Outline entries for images

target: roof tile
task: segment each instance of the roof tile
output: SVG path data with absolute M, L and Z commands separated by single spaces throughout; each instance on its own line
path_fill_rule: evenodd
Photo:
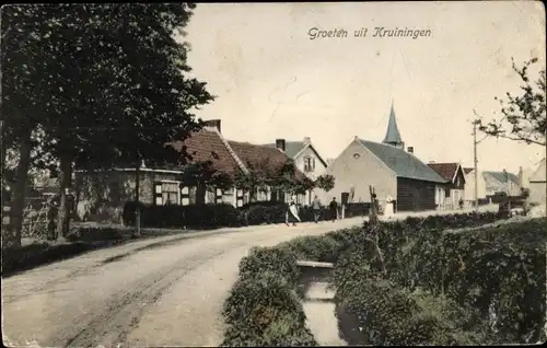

• Set problem
Could you copy every line of the records above word for word, leaving out the pictures?

• Written answer
target: roof tile
task: segment each instance of the roof tile
output: SVG path data with absolute M, L and Z commands separated by single spaces throughout; each instance on its own line
path_fill_rule: evenodd
Photo:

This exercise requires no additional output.